Filter the records below for the word "hedgehog". Copy each line that holds it.

[AVAILABLE RECORDS — start]

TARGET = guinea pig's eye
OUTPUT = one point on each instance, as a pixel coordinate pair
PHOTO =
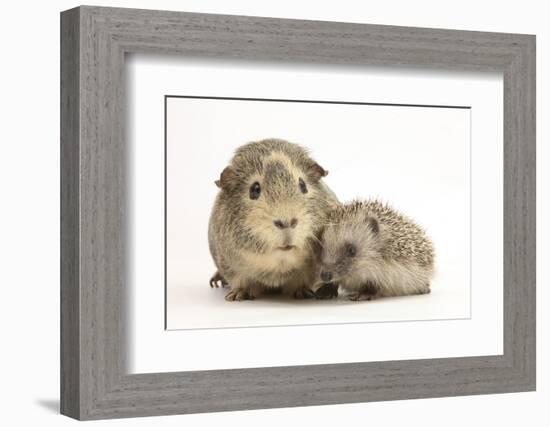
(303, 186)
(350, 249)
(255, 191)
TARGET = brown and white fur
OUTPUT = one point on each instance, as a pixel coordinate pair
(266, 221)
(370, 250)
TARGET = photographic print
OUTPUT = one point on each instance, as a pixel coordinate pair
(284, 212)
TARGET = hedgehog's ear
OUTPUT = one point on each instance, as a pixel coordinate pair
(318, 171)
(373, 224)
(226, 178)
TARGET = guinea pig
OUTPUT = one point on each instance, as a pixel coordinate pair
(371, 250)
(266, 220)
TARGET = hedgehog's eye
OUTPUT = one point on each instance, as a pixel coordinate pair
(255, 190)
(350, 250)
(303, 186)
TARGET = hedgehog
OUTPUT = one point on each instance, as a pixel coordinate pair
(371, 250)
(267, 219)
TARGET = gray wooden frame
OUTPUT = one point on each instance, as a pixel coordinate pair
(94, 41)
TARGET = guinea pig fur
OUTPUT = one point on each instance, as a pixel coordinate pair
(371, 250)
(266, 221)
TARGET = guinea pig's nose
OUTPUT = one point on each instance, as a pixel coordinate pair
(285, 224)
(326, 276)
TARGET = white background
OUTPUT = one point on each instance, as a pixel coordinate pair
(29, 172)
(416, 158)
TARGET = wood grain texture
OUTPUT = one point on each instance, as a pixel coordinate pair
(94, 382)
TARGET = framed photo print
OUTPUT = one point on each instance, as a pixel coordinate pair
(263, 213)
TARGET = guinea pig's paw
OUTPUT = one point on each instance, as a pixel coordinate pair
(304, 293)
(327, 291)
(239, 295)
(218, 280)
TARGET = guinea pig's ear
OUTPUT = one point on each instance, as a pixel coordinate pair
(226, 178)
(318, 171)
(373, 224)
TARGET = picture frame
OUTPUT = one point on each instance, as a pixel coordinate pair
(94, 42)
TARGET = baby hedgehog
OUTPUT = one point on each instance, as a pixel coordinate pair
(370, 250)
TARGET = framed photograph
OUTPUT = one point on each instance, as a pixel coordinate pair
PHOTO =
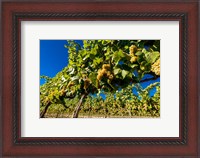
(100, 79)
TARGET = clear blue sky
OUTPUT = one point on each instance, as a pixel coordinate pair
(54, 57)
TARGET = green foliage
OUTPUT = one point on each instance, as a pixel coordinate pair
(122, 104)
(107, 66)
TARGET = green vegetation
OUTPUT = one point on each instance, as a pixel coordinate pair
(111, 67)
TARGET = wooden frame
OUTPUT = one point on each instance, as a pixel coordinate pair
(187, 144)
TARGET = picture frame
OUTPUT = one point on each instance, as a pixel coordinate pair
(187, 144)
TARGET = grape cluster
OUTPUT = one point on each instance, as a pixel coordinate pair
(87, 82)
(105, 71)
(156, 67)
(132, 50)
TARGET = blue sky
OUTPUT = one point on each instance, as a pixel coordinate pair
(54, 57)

[AVAILABLE RECORDS — finish]

TASK SOLUTION:
TARGET = hedgehog's ear
TARGET = hedgehog's eye
TARGET = hedgehog
TARGET = baby hedgehog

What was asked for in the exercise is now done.